- _Problem requirements_
Look through the data below and copy out every line that contains the word "flower".

- _The input_
# # # #

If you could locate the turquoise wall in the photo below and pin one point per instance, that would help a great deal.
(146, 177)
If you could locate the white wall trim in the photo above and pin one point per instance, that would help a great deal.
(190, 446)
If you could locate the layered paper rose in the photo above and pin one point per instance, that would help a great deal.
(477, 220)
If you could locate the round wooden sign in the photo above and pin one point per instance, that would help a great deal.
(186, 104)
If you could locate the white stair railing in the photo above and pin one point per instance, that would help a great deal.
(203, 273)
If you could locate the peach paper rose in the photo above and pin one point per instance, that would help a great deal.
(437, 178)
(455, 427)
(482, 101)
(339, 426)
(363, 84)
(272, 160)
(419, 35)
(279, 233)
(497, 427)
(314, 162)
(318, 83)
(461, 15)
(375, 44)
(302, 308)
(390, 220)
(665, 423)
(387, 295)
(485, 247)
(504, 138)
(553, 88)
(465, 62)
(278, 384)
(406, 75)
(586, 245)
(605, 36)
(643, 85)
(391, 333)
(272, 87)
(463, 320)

# # # #

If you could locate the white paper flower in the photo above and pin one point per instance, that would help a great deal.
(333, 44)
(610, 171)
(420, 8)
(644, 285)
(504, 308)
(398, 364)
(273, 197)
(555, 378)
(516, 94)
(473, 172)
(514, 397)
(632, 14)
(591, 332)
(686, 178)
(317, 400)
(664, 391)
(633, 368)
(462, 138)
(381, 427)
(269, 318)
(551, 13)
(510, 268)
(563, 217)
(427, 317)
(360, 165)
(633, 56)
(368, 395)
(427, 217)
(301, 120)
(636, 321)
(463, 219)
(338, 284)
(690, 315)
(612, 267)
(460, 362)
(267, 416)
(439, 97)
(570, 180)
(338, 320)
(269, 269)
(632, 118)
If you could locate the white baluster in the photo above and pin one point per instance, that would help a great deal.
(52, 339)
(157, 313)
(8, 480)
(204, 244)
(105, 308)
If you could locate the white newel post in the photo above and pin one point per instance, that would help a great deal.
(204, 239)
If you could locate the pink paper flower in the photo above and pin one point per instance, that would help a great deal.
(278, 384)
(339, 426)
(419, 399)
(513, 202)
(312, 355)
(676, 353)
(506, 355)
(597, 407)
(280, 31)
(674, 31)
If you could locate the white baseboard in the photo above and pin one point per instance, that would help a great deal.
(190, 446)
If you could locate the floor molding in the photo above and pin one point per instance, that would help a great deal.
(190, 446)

# # # #

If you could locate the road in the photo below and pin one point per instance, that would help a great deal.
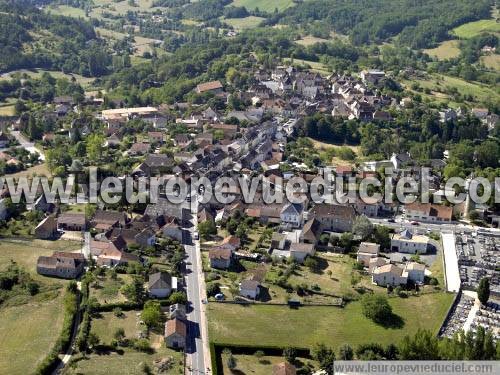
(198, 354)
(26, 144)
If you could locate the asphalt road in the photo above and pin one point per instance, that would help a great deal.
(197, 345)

# # # #

- _Result of this task_
If you could locate the white paper flower in the photo above and pin one point per instance, that would help a great deal.
If you could locate the pink paper flower in the photo above and pin one point per instance, that would help a great deal.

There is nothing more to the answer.